● **To do**:
A – Using the album entry below, decide whether each statement agrees with it: (i) the album was recorded in 2003, (ii) Morr Music released the album, (iii) it is the band's third studio album. Answer yes or no for each and quote the exact words of the album entry that settle it.
B – Answer these questions from the album entry below, one answer per line:
(i) In which studio was the album recorded?
(ii) Who wrote "Bungalow"?
(iii) What rating did Pitchfork give the album?

● **Text excerpt**:
####
Studio album by Tied & Tickled Trio
- Released: 8 September 2003
- Recorded: 18–22 August 2002
- Studio: Uphon (Weilheim in Oberbayern)
- Genre: Electronic; jazz;
- Length: 56:12
- Label: Morr
- Producer: Markus Acher; Andreas Gerth; Mario Thaler;

Tied & Tickled Trio chronology
| Electric Avenue Tapes (2001) | Observing Systems (2003) | A.R.C. (2006) |

= Observing Systems =

Observing Systems is the fourth studio album by German electronic and jazz band Tied & Tickled Trio. It was released on 8 September 2003 by Morr Music.

Professional ratings
Review scores
| Source | Rating |
| Pitchfork | 8.3/10 |
| Tiny Mix Tapes | 3/5 |

==Track listing==

| No. | Title | Writer(s) | Length |
|---|---|---|---|
| 1. | "The Long Tomorrow" | Micha Acher | 7:02 |
| 2. | "Radio Sun 1" | Andreas Gerth | 0:36 |
| 3. | "Revolution" | Gerth; Leroy Sibbles; | 4:13 |
| 4. | "Radio Sun 2" | Gerth | 1:39 |
| 5. | "Freakmachine" | Micha Acher | 6:32 |
| 6. | "Observing Systems" | Markus Acher; Gerth; | 1:54 |
| 7. | "3.4.E" | Micha Acher | 6:18 |
| 8. | "Radio Jovian" | Markus Acher; Micha Acher; Gerth; | 3:28 |
| 9. | "Like Armstrong + Laika" | Gerth | 4:06 |
| 10. | "Bungalow" | Johannes Enders | 5:41 |
| 11. | "Radio Sun 3" | Gerth | 1:03 |
| 12. | "Memory Dub" | Enders; Roberto Di Gioia; | 2:42 |
| 13. | "Motorik" | Markus Acher; Gerth; | 6:26 |
| 14. | "Ship Monk" | Markus Acher | 1:59 |
| 15. | "Henry + the Ghosts" | Micha Acher | 2:33 |
| Total length: |  |  | 56:12 |

==Personnel==
Credits are adapted from the album's liner notes.
####
(Data records)
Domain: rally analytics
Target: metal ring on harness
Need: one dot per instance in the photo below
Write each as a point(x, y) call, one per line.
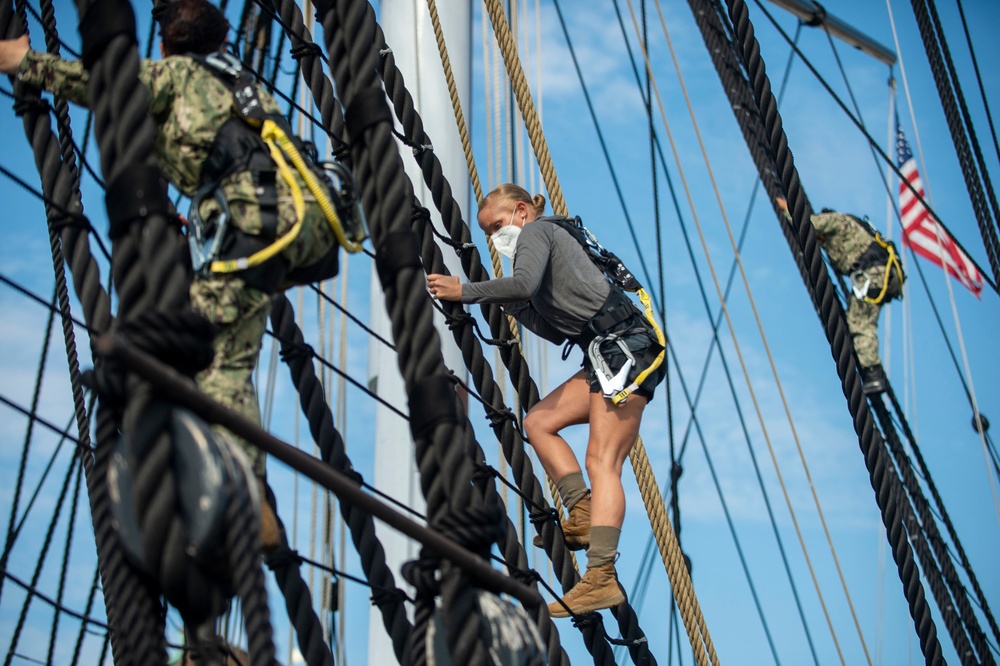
point(201, 259)
point(611, 382)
####
● **Answers for the tasks**:
A –
(i) No: "Recorded: 18–22 August 2002"
(ii) Yes: "It was released on 8 September 2003 by Morr Music."
(iii) No: "Observing Systems is the fourth studio album"

B –
(i) Uphon (Weilheim in Oberbayern)
(ii) Johannes Enders
(iii) 8.3/10